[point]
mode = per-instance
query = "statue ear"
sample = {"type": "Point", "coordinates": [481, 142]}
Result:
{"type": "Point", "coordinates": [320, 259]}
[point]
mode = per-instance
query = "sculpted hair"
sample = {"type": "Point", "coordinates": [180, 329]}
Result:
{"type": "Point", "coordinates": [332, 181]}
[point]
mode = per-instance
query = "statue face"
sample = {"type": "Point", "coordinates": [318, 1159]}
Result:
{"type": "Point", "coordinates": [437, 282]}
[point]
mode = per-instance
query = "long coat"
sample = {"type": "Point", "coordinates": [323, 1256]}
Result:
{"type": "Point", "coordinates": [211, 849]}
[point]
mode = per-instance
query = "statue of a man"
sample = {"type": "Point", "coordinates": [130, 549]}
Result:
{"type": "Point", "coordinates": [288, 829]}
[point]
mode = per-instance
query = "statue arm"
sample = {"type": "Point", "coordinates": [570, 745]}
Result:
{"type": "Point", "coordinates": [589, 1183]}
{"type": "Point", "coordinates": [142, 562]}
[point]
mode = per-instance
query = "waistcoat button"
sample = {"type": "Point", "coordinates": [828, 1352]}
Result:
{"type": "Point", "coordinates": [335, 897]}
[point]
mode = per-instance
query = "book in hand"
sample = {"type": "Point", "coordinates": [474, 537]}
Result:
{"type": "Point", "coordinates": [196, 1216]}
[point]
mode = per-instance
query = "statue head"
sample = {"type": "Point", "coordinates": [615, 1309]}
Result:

-.-.-

Which lines of the entries above contain the string "statue"? Gather every such line, treating uppercase and lowercase as different.

query = "statue ear"
query = "statue face"
query = "statue of a man"
query = "statue arm"
query = "statue head"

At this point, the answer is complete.